§ **Aim of the task**: Locate the line containing "Point out the turquoise lake in this photo." in the material below. Copy that line and all following lines through the end exactly, omitting any pictures.

[Collected data]
◇ ◇ ◇ ◇ ◇ ◇ ◇

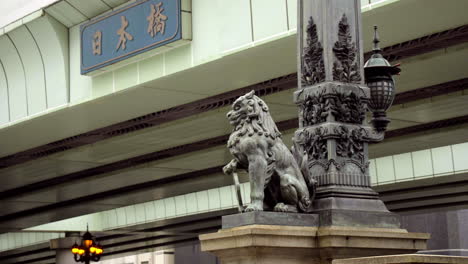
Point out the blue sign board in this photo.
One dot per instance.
(131, 30)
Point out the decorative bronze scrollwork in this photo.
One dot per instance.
(345, 67)
(313, 68)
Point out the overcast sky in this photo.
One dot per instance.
(12, 10)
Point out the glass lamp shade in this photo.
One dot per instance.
(382, 94)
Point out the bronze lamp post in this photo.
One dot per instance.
(89, 250)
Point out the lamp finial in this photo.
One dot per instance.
(376, 41)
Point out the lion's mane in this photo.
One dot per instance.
(258, 121)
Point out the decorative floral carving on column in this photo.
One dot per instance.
(316, 144)
(313, 68)
(348, 108)
(314, 109)
(345, 67)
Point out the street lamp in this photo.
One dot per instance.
(88, 251)
(378, 76)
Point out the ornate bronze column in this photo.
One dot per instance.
(333, 134)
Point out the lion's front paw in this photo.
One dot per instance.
(230, 167)
(253, 207)
(281, 207)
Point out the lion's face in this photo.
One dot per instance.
(241, 109)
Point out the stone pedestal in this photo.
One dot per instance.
(261, 244)
(405, 259)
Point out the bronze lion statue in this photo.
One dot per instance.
(276, 181)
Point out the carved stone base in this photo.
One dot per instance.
(261, 244)
(405, 259)
(270, 218)
(339, 211)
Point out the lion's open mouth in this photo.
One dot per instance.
(235, 118)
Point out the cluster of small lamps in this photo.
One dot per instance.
(88, 251)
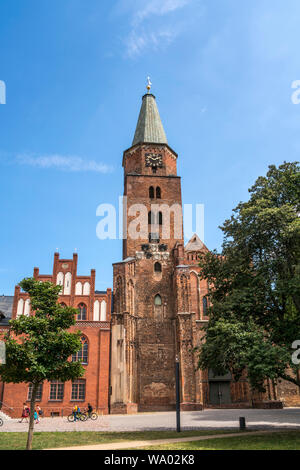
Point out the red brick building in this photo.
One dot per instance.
(160, 303)
(93, 320)
(159, 306)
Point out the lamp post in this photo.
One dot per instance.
(177, 383)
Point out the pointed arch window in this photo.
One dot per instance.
(83, 353)
(81, 312)
(160, 218)
(204, 303)
(151, 192)
(151, 218)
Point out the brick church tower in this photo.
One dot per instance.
(146, 331)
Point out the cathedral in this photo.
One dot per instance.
(132, 336)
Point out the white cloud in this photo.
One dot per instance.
(158, 7)
(137, 42)
(145, 33)
(64, 163)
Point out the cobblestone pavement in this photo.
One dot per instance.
(207, 419)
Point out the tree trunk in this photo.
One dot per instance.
(31, 417)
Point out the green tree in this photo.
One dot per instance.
(39, 346)
(254, 285)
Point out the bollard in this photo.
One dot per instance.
(242, 424)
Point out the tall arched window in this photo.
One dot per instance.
(157, 267)
(81, 312)
(151, 218)
(82, 354)
(20, 307)
(160, 218)
(204, 302)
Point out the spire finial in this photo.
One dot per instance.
(149, 84)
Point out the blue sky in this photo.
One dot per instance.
(75, 72)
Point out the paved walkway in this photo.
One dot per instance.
(157, 442)
(288, 418)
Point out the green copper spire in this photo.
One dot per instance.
(149, 127)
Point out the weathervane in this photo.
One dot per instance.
(149, 84)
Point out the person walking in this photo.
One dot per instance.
(90, 409)
(40, 411)
(25, 413)
(75, 412)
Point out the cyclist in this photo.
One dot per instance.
(90, 409)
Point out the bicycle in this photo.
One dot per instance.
(81, 417)
(93, 415)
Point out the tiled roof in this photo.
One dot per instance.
(149, 127)
(6, 304)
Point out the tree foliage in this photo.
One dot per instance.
(254, 285)
(39, 346)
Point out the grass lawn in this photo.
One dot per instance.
(286, 440)
(46, 440)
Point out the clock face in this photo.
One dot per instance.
(154, 160)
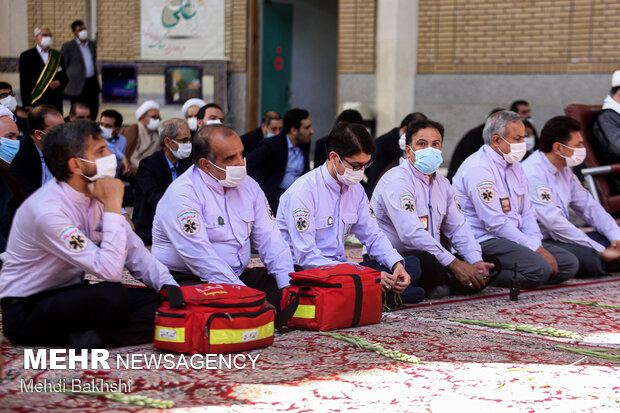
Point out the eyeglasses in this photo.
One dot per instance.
(356, 167)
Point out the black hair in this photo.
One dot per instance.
(349, 140)
(420, 124)
(203, 110)
(76, 24)
(293, 118)
(37, 116)
(349, 116)
(557, 129)
(111, 113)
(66, 141)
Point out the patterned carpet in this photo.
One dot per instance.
(474, 368)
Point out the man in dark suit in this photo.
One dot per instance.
(270, 126)
(388, 150)
(36, 89)
(28, 167)
(157, 171)
(280, 160)
(80, 59)
(346, 117)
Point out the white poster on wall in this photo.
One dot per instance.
(182, 29)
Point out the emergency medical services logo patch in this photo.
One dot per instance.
(73, 239)
(458, 205)
(486, 191)
(544, 193)
(301, 217)
(407, 202)
(190, 223)
(269, 210)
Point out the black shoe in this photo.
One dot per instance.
(88, 339)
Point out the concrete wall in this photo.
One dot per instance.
(461, 102)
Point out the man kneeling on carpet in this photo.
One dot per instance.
(207, 217)
(415, 205)
(70, 226)
(322, 207)
(554, 189)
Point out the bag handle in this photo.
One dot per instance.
(175, 296)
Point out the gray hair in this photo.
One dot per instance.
(37, 30)
(170, 128)
(496, 124)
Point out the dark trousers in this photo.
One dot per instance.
(121, 315)
(256, 277)
(89, 96)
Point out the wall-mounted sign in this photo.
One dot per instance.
(182, 29)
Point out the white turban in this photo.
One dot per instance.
(145, 107)
(192, 102)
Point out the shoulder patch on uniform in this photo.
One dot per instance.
(370, 210)
(486, 191)
(301, 216)
(407, 202)
(458, 205)
(269, 210)
(73, 238)
(190, 222)
(544, 193)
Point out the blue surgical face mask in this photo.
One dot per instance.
(8, 149)
(427, 160)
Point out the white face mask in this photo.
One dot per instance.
(401, 142)
(106, 167)
(106, 133)
(579, 155)
(46, 42)
(517, 151)
(153, 124)
(349, 177)
(530, 143)
(234, 175)
(9, 102)
(184, 150)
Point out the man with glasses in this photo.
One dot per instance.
(208, 217)
(554, 189)
(156, 173)
(28, 167)
(491, 187)
(278, 161)
(415, 205)
(321, 208)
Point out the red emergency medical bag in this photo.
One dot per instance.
(213, 318)
(332, 297)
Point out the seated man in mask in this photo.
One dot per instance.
(322, 207)
(70, 226)
(206, 219)
(415, 205)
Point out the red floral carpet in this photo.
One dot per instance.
(474, 368)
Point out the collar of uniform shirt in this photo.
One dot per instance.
(550, 167)
(209, 180)
(497, 158)
(78, 199)
(330, 181)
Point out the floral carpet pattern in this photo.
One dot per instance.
(475, 368)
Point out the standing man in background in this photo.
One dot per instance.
(80, 58)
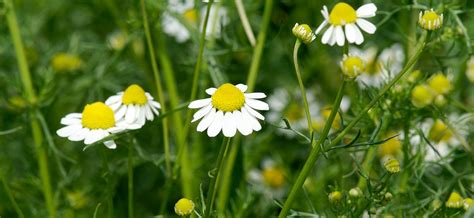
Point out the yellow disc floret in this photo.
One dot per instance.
(184, 207)
(352, 66)
(440, 84)
(341, 14)
(134, 94)
(228, 98)
(98, 116)
(430, 20)
(273, 177)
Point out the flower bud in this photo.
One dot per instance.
(304, 33)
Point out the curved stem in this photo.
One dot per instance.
(215, 178)
(300, 83)
(315, 152)
(30, 94)
(245, 22)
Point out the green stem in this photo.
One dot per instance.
(257, 55)
(300, 83)
(30, 94)
(12, 199)
(130, 180)
(315, 152)
(159, 88)
(215, 178)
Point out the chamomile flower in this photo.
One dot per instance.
(380, 68)
(134, 105)
(96, 122)
(345, 22)
(229, 109)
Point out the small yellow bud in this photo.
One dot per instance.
(454, 201)
(184, 207)
(304, 33)
(391, 164)
(430, 20)
(335, 197)
(352, 66)
(440, 84)
(421, 96)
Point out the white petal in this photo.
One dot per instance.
(359, 36)
(366, 26)
(256, 104)
(229, 127)
(243, 125)
(254, 113)
(113, 99)
(367, 10)
(255, 95)
(216, 124)
(94, 136)
(110, 144)
(350, 33)
(206, 121)
(130, 115)
(70, 121)
(69, 130)
(79, 135)
(120, 112)
(340, 38)
(242, 87)
(201, 113)
(327, 35)
(210, 91)
(199, 103)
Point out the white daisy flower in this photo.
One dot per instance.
(229, 109)
(134, 106)
(345, 22)
(381, 68)
(96, 122)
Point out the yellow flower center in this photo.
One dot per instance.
(440, 84)
(184, 207)
(134, 94)
(352, 66)
(273, 177)
(98, 116)
(440, 132)
(228, 98)
(190, 15)
(341, 14)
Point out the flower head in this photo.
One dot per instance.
(430, 20)
(184, 207)
(96, 122)
(229, 109)
(345, 22)
(134, 105)
(352, 66)
(454, 201)
(304, 33)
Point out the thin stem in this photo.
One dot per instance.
(257, 55)
(214, 178)
(30, 95)
(245, 22)
(300, 83)
(315, 152)
(159, 88)
(12, 199)
(130, 179)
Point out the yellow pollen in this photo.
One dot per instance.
(190, 15)
(134, 94)
(341, 14)
(98, 116)
(228, 98)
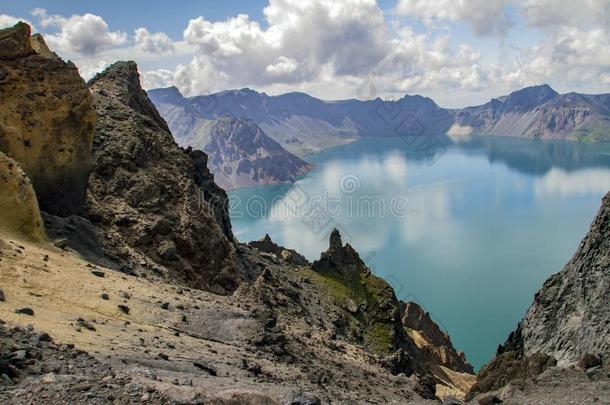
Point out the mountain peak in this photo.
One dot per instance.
(126, 71)
(529, 97)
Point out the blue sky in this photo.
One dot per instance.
(458, 53)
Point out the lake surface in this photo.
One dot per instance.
(469, 231)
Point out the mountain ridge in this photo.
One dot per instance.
(304, 124)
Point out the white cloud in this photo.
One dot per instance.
(80, 34)
(329, 48)
(157, 43)
(484, 16)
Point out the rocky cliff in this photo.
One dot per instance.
(538, 112)
(241, 155)
(568, 320)
(46, 120)
(155, 201)
(19, 212)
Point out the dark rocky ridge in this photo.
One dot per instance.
(303, 124)
(440, 349)
(152, 199)
(538, 112)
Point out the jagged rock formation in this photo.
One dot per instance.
(241, 155)
(153, 199)
(46, 120)
(538, 112)
(288, 255)
(19, 213)
(568, 319)
(375, 317)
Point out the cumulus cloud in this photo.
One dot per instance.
(484, 16)
(81, 34)
(335, 49)
(157, 43)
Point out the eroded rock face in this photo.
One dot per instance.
(46, 120)
(19, 213)
(569, 316)
(568, 319)
(152, 198)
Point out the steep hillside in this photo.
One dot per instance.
(46, 120)
(304, 124)
(538, 112)
(301, 123)
(170, 307)
(240, 155)
(147, 194)
(19, 211)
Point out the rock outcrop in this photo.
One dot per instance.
(46, 120)
(435, 343)
(376, 318)
(19, 213)
(151, 198)
(241, 155)
(568, 320)
(303, 124)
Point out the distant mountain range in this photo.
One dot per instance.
(241, 155)
(304, 125)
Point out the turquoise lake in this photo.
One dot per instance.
(470, 231)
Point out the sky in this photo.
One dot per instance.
(458, 52)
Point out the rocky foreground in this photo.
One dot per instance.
(134, 289)
(146, 276)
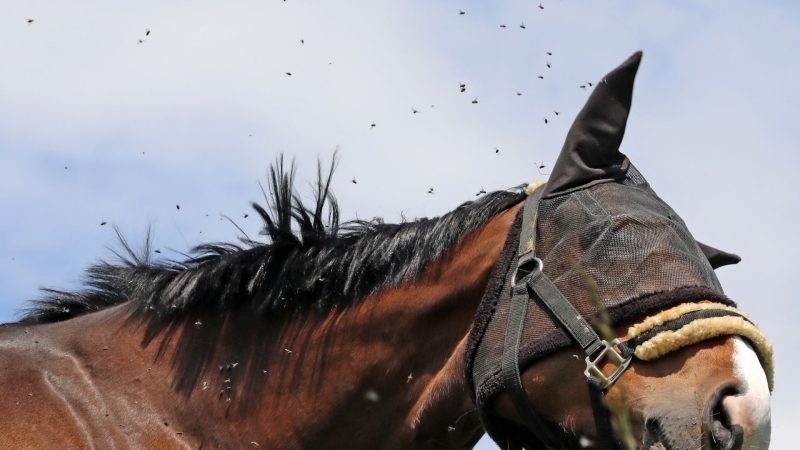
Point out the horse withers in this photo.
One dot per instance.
(397, 336)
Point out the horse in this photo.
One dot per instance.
(367, 335)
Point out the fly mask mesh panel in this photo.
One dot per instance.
(624, 237)
(635, 248)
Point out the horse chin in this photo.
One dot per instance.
(672, 433)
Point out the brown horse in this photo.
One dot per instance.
(356, 336)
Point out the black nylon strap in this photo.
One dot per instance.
(510, 365)
(602, 418)
(569, 317)
(527, 234)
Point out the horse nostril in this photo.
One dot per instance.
(722, 434)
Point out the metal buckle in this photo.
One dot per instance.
(538, 265)
(610, 353)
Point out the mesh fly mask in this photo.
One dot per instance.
(596, 219)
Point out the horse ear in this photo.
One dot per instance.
(591, 151)
(718, 258)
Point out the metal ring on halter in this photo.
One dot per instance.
(523, 269)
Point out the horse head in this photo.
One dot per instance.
(688, 369)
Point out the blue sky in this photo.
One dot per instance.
(95, 126)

◇ ◇ ◇ ◇ ◇ ◇ ◇

§ **Answer to the task**:
Point out the turquoise lake in this photo.
One dot per instance.
(470, 231)
Point out the sky in this photo.
One dot per instance.
(458, 52)
Point out the rocky foreground in this photo.
One dot per instance.
(134, 289)
(146, 276)
Point out the horse withers in this photo.
One dot per instance.
(397, 336)
Point out the horse in this photo.
One dot per instance.
(367, 335)
Point out the fly mask mesh panel in this photo.
One dot per instance.
(624, 237)
(635, 248)
Point out the horse chin in this photo.
One dot per instance.
(672, 433)
Point out the brown horse in this photo.
One dot per instance.
(356, 336)
Point out the black nylon strap in this photo.
One dot per instance.
(510, 365)
(602, 418)
(569, 317)
(527, 234)
Point out the horse nostril in this photo.
One dot per instance.
(722, 434)
Point out the metal buckle in this photo.
One dot per instance.
(538, 265)
(610, 353)
Point out the mesh fly mask in this photo.
One dot per instance.
(596, 219)
Point out the horse ear in this photo.
One dot per instance.
(591, 151)
(718, 258)
Point out the metal ring on halter in this photo.
One dot per instance.
(523, 269)
Point out the horse head in this photo.
One dot per instance.
(688, 369)
Point out the blue sky in this photo.
One dot per instance.
(95, 126)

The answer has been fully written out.